**PROBLEM REQUIREMENTS**
Nothing but the lines from the line with "the motorcycle seat" through the end of the data is to be copied, and each is to be copied exactly.

-- begin DATA ENTRIES --

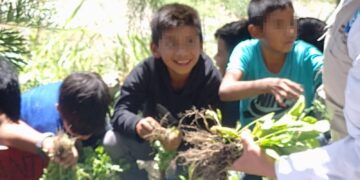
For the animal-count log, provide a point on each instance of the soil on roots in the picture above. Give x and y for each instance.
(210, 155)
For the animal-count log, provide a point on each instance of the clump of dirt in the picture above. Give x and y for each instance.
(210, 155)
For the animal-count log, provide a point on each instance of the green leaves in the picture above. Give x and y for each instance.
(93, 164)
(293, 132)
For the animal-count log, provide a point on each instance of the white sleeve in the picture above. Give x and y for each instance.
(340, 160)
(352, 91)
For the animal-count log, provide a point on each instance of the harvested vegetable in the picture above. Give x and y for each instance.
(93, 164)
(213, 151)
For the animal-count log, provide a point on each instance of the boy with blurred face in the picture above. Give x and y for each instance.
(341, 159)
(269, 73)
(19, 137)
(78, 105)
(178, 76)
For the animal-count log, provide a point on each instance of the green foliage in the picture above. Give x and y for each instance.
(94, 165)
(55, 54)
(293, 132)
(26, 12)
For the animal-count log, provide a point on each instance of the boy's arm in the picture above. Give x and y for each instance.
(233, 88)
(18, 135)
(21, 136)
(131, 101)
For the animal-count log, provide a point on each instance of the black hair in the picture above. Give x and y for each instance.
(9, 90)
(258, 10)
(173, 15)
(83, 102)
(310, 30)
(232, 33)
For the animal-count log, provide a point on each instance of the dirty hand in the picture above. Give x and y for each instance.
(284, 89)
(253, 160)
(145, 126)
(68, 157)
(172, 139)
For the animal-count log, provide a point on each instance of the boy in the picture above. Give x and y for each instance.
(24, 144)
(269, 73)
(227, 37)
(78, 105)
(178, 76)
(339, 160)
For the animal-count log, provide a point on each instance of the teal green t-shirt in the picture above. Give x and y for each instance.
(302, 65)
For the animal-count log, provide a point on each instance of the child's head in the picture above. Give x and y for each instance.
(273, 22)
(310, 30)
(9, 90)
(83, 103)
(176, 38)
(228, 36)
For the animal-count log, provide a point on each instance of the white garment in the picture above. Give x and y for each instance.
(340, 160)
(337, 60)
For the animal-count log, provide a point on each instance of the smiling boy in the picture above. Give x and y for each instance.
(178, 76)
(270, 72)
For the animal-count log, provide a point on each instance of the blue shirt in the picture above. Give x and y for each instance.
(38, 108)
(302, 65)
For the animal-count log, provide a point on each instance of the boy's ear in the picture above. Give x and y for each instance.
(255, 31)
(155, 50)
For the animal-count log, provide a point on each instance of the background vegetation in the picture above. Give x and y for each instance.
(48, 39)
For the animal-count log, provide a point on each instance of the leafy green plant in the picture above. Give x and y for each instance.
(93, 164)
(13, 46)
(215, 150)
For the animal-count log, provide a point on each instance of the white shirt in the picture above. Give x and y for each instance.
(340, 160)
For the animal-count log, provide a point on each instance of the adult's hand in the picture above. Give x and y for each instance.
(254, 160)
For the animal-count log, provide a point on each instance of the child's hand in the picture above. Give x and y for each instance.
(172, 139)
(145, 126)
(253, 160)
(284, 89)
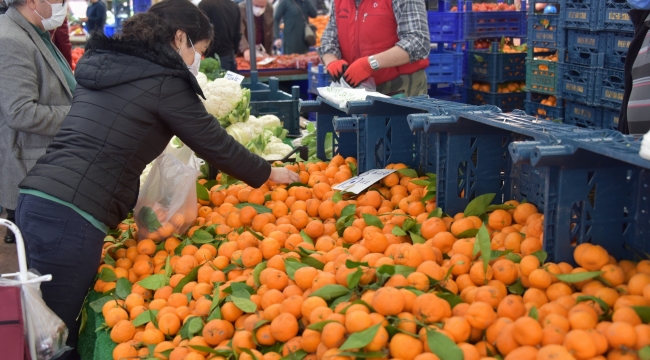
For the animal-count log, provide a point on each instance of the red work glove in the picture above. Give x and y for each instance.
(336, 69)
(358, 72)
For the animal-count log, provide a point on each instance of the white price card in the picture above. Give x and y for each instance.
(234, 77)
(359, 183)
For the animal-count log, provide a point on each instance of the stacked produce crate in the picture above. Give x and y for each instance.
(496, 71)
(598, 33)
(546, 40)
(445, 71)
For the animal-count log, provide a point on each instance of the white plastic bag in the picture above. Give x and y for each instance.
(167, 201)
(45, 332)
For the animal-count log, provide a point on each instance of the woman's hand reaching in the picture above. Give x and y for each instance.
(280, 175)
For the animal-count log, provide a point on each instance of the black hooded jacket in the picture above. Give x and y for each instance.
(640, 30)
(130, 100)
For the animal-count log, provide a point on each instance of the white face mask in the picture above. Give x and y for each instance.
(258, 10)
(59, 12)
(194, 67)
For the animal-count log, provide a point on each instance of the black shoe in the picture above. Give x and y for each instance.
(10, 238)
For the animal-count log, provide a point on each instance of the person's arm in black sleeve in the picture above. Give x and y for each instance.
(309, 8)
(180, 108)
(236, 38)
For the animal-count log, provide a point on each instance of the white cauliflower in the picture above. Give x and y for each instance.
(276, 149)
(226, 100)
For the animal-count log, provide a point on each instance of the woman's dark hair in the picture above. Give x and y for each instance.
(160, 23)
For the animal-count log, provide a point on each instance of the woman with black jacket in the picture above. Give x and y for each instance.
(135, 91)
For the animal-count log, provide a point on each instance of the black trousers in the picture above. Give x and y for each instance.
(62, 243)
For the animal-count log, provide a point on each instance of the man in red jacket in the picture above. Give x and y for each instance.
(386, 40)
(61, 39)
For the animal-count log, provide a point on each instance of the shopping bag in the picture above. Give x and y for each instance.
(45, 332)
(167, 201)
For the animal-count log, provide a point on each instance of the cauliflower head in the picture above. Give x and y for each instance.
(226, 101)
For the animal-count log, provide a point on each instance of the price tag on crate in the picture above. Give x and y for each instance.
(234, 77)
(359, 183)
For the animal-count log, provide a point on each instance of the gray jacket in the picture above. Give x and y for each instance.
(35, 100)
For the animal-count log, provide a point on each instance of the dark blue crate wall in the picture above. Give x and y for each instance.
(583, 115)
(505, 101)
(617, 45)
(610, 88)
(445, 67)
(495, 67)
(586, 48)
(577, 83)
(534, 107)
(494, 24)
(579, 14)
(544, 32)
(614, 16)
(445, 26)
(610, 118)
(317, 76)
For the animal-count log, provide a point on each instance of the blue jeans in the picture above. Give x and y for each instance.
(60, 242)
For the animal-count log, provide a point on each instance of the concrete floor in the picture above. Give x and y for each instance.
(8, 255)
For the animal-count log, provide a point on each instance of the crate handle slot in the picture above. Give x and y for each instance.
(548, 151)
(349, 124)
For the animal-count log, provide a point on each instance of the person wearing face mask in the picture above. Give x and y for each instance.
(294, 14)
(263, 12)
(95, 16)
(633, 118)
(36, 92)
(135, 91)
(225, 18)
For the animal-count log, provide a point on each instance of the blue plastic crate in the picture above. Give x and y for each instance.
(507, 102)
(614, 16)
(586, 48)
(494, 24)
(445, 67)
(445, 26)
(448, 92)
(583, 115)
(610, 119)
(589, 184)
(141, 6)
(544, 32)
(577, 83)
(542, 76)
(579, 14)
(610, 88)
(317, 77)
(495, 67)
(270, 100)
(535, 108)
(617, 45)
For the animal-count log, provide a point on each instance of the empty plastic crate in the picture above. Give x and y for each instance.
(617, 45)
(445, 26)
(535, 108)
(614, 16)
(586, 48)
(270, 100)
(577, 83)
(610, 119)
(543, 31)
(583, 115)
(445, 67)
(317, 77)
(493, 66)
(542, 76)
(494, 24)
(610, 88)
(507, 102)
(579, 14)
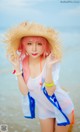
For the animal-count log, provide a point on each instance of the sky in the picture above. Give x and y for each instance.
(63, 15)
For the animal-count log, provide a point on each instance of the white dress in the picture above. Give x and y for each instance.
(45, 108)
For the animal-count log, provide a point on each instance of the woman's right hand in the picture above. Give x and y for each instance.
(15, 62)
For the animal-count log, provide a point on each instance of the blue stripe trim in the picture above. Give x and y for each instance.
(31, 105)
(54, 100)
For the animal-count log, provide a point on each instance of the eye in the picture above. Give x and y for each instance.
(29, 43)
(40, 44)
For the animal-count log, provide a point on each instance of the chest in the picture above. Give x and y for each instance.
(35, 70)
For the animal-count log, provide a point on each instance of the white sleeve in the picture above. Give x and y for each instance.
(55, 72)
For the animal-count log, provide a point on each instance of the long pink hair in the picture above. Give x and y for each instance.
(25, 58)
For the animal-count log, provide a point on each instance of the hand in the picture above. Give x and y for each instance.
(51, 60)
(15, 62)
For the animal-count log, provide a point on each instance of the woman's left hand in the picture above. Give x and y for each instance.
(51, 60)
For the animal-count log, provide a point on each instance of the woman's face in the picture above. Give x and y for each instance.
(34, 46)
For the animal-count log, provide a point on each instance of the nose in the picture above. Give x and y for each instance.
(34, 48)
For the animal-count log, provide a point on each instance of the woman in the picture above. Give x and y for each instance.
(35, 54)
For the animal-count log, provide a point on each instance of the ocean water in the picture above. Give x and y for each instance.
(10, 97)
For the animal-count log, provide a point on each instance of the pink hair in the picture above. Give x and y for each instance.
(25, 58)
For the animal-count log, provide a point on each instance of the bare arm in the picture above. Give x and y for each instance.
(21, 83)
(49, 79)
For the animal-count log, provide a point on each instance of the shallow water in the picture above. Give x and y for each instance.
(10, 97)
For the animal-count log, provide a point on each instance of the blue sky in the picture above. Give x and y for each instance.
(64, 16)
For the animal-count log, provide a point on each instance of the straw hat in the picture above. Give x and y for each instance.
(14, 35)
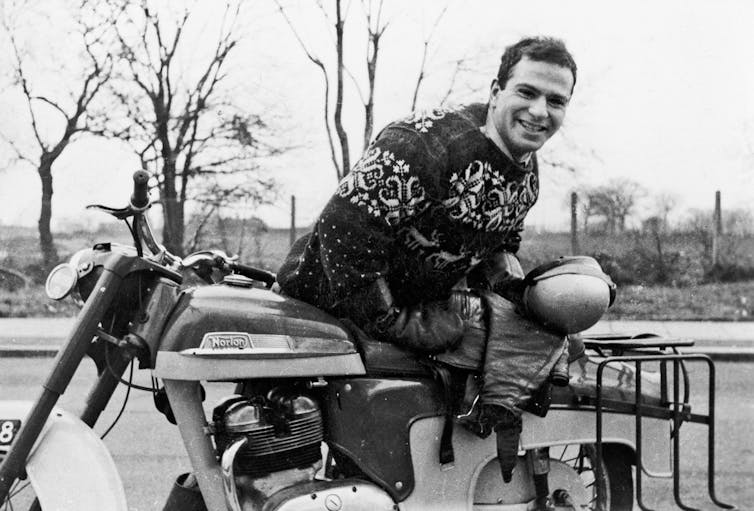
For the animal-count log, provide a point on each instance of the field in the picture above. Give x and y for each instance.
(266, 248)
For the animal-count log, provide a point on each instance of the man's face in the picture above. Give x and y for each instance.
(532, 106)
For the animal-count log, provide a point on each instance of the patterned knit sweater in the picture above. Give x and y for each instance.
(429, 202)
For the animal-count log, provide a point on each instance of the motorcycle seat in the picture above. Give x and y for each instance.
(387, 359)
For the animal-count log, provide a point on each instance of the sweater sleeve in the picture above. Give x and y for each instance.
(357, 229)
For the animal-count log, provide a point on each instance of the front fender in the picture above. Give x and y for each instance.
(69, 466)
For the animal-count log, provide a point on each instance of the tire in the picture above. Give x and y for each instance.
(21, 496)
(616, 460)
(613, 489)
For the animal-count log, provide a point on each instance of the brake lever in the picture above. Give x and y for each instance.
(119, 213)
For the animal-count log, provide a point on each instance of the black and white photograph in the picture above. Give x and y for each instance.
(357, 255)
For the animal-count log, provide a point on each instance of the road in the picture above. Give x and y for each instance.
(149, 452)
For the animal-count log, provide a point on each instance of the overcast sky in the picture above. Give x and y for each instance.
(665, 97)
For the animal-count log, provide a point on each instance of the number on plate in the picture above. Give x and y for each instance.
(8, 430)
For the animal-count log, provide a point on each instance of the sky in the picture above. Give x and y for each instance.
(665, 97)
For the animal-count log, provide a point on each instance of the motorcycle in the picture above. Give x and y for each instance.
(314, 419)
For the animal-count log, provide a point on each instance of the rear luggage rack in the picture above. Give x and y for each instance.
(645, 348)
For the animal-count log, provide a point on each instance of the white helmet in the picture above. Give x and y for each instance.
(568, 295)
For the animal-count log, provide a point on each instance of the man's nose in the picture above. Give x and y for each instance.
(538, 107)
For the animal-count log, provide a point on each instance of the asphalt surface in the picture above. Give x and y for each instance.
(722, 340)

-- end DATA ENTRIES --

**RESULT FOR THIS EXERCISE**
For the animal-count log, provide a point on each instance of the motorcycle seat in the picture above. Give x and y for each instance.
(387, 359)
For the animal-count log, provide a point on each instance of the sweater sleeve in the picture above. Give x and y for each instance.
(357, 229)
For the animal-count log, provide a point on each instance of the front fender in the picture above. Give x and y for each instance.
(69, 466)
For the animal-count log, provide a point on each instance of the tire in the picture above. Give x and y for each instance.
(21, 496)
(616, 460)
(613, 489)
For the animal-count log, provide a point on each instance of the brake lever in the picture above. Give x and y for each instance.
(119, 213)
For the animal-count log, provide a point on each instance of the black and white photograph in the picture above. Give x and y for each instance.
(357, 255)
For the animal-count log, provide a point on each instance of the road in the picture above. Give x and y for each instance.
(149, 452)
For the animal-count log, provide a point on each instance of the overcast sky in the picture above. Give x and y for each instance.
(665, 97)
For the animal-count log, provide a point on each instance of the number on plate in the picture above. Give x and y for each instance.
(8, 430)
For the animal-count log, provide a point on each instance of the sky in the picture above. Give x and y for each instance.
(665, 97)
For the animal-count log, provide a point on each instance of the motorcycle in the picture above. Give x and y for each instance.
(314, 419)
For the animal-count log, provide a point on each instance of the rear luggage rack in the picture above. Give x and y for each instance.
(645, 348)
For the animal-count log, provide a point on each instance of the white helmet in the picture above. Give x and y for each instance.
(568, 295)
For the animal-count log, provide a point on each instance of the man's nose in the picture above. Give x and y for each instance.
(538, 107)
For the animal-count log, provide a point on each instance of the asphalt surface in the picture above. Give x and y for each instance.
(722, 340)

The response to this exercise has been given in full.